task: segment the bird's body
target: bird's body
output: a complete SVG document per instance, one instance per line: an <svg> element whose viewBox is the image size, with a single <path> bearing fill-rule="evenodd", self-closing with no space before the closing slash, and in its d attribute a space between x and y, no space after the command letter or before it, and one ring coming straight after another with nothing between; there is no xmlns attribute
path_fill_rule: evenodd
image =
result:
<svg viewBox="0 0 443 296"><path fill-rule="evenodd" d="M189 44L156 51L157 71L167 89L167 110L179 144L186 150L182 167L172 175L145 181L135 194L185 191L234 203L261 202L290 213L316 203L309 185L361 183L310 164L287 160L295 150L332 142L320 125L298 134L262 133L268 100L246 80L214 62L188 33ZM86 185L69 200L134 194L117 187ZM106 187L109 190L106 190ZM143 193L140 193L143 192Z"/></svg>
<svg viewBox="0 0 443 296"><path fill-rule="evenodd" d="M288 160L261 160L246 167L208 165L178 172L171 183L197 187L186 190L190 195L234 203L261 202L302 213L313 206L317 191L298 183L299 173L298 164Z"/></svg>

## TASK
Repeat the data above, swapping "bird's body" for "bird's wing" and leaving everything else as it is.

## FINISHED TASK
task: segment the bird's wing
target: bird's wing
output: a complete SVG document per instance, one instance per line: an <svg> element whose viewBox is the image size, with a single <path> bearing fill-rule="evenodd", self-closing with no space before the closing slash, and in its d attribute a space between x and y, no space after the command letter or before it, and one ring coming straight after another with nothing between; there is no xmlns attribute
path_fill_rule: evenodd
image =
result:
<svg viewBox="0 0 443 296"><path fill-rule="evenodd" d="M189 44L156 51L157 71L167 89L167 110L179 144L186 150L182 167L172 175L145 181L135 194L185 191L234 203L261 202L290 213L316 203L309 185L361 183L310 164L287 160L295 150L332 142L320 125L298 134L262 133L268 100L246 80L214 62L188 33ZM86 185L69 200L134 194L117 187ZM106 187L109 190L106 190ZM143 193L140 193L143 192Z"/></svg>
<svg viewBox="0 0 443 296"><path fill-rule="evenodd" d="M288 160L261 160L246 167L208 165L178 172L171 183L197 187L186 190L190 195L234 203L261 202L302 213L313 206L317 191L298 183L299 173L298 164Z"/></svg>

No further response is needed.